____ Trecho do documento

Como estavam os bolcheviques? Já os vimos em parte. Os principais dirigentes da organização bolchevique clandestina eram nesta época três: os antigos operários Chliapnikov e Zalutsky, e o ex-estudante Molotov. Chliapnikov, tendo vivido algum tempo no exterior e em associação estreita com Lenin, era no sentido político o mais maduro e ativo destes três, que constituíam o birô do Comitê Central. Contudo, as próprias memórias de Chliapnikov confirmam da melhor forma o fato de que os eventos eram muito para o trio. Até a última hora, estes dirigentes pensavam que era a questão de uma manifestação revolucionária, uma entre muitas, e não de uma insurreição armada. Nosso amigo Kayurov, um dos líderes do bairro de Vyborg, afirma de modo categórico: “Nenhuma iniciativa orientadora dos centros do partido foi sentida… o comitê de Petrogrado estava preso e o representante do Comitê Central, o camarada Chliapnikov, era incapaz de dar qualquer diretriz para o dia seguinte”.

A fraqueza das organizações clandestinas era resultado direto dos ataques policiais, que deram resultados excepcionais em meio à atmosfera patriótica do início da guerra. Toda organização, mesmo a mais revolucionária, tende a ficar atrás de sua base social. A organização clandestina dos bolcheviques no início de 1917 ainda não se recuperara de seu esmagamento e sua dispersão, enquanto que nas massas a histeria patriótica fora bruscamente substituída pela indignação revolucionária.

________
____ Registros

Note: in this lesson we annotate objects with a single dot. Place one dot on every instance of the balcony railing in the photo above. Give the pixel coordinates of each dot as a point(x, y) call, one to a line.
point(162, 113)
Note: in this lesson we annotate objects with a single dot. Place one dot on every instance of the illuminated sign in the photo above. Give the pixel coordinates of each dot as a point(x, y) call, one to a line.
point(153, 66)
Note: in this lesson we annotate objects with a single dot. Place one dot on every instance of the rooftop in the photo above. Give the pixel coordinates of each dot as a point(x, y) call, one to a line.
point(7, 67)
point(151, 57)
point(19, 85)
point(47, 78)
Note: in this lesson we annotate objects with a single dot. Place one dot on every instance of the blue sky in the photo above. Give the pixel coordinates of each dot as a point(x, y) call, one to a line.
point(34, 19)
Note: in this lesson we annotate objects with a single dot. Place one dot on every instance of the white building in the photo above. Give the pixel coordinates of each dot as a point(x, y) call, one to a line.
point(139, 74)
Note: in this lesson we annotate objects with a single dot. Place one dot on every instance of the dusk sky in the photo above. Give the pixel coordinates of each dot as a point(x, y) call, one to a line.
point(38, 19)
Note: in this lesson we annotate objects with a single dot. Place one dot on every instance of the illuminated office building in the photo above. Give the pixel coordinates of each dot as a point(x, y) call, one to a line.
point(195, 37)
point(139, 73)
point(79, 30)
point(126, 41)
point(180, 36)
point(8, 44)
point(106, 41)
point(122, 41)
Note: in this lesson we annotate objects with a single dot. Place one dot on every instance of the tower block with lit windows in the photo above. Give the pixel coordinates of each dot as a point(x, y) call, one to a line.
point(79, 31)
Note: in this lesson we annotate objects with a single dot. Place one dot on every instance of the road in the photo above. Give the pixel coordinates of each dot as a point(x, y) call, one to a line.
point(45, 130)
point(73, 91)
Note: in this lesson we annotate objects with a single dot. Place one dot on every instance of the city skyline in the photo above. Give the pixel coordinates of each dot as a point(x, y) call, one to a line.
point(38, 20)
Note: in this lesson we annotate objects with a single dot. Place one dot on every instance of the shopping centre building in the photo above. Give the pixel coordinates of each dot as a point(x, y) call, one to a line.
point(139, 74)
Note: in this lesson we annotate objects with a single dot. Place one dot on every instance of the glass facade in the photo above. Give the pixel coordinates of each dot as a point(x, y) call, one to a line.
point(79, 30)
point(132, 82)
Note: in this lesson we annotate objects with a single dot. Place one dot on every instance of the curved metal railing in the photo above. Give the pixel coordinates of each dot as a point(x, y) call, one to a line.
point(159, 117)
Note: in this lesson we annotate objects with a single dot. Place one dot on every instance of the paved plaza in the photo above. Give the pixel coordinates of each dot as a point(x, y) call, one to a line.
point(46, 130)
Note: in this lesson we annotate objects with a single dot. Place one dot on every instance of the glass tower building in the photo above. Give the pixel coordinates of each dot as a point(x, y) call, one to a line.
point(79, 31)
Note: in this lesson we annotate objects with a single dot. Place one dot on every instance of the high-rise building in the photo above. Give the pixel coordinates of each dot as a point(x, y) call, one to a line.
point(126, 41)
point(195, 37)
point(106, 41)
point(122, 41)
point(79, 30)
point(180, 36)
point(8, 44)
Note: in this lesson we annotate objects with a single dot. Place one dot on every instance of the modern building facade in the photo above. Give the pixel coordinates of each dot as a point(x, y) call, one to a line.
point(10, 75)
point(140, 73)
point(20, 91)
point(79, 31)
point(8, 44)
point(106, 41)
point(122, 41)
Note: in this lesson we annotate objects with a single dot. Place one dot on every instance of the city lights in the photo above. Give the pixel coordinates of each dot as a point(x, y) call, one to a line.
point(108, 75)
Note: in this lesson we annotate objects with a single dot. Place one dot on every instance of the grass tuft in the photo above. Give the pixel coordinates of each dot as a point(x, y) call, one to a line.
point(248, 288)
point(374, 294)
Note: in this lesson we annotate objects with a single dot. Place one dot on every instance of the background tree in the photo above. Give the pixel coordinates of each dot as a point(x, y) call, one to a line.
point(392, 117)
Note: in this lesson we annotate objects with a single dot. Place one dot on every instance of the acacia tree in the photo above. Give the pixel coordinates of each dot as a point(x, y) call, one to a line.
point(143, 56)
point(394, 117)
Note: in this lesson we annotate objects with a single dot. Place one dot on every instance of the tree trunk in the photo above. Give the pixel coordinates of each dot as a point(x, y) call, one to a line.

________

→ Problemas e tarefas:
**1)** Passe para o inglês esta frase do trecho sobre os bolcheviques: "Toda organização, mesmo a mais revolucionária, tende a ficar atrás de sua base social."
**2)** Extraia sem mudar nada do trecho sobre os bolcheviques a parte que começa nas palavras "A fraqueza das" e para logo depois de "pela indignação revolucionária.".

→ Soluções:
**1)** Every organization, even the most revolutionary, tends to lag behind its social base.

**2)**
A fraqueza das organizações clandestinas era resultado direto dos ataques policiais, que deram resultados excepcionais em meio à atmosfera patriótica do início da guerra. Toda organização, mesmo a mais revolucionária, tende a ficar atrás de sua base social. A organização clandestina dos bolcheviques no início de 1917 ainda não se recuperara de seu esmagamento e sua dispersão, enquanto que nas massas a histeria patriótica fora bruscamente substituída pela indignação revolucionária.